**Directions**
1. Reproduce the part of the passage on WTO rules and environmental agreements starting at "Such provisions are" and ending at "in the future.".
2. Render this sentence from the passage on WTO rules and environmental agreements in Spanish: "Such provisions are considered by some to be “WTO saving” clauses because they suggest that WTO rules may trump MEA trade measures."

**Text section**
- - - - - - -
Such provisions are considered by some to be “WTO saving” clauses because they suggest that WTO rules may trump MEA trade measures. Additionally, the WTO’s strong compliance mechanism—unmatched by any MEA—has led several governments and environmental non-governmental organizations (NGOs) to raise concerns about the potential for a clash between MEA trade measures and WTO rules. The fear is that these can combine to create a “chilling” effect on environmental policy because of the potential legal challenges to the “WTO-conformity” of MEA trade measures; and that this could discourage the use of trade measures in existing MEAs or the inclusion of trade measures in new MEAs in the future.
- - - - - - -
**Dataset**
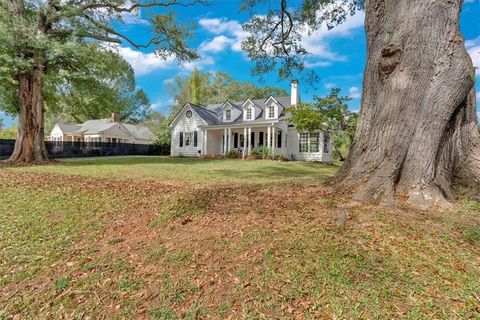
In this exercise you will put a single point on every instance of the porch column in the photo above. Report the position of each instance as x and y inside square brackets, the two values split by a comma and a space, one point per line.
[225, 140]
[249, 140]
[205, 141]
[244, 142]
[269, 135]
[274, 140]
[229, 139]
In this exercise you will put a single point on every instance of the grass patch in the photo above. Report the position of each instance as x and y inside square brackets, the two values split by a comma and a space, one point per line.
[121, 249]
[188, 169]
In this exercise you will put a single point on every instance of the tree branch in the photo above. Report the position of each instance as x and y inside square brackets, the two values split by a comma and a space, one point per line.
[138, 5]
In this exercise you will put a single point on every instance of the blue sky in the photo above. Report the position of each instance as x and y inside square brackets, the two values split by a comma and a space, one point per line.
[337, 55]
- - - - - - -
**Solutions to the exercise**
1.
Such provisions are considered by some to be “WTO saving” clauses because they suggest that WTO rules may trump MEA trade measures. Additionally, the WTO’s strong compliance mechanism—unmatched by any MEA—has led several governments and environmental non-governmental organizations (NGOs) to raise concerns about the potential for a clash between MEA trade measures and WTO rules. The fear is that these can combine to create a “chilling” effect on environmental policy because of the potential legal challenges to the “WTO-conformity” of MEA trade measures; and that this could discourage the use of trade measures in existing MEAs or the inclusion of trade measures in new MEAs in the future.

2. Algunos consideran que tales disposiciones son cláusulas de “salvaguardia de la OMC” porque sugieren que las normas de la OMC pueden prevalecer sobre las medidas comerciales de los AMUMA.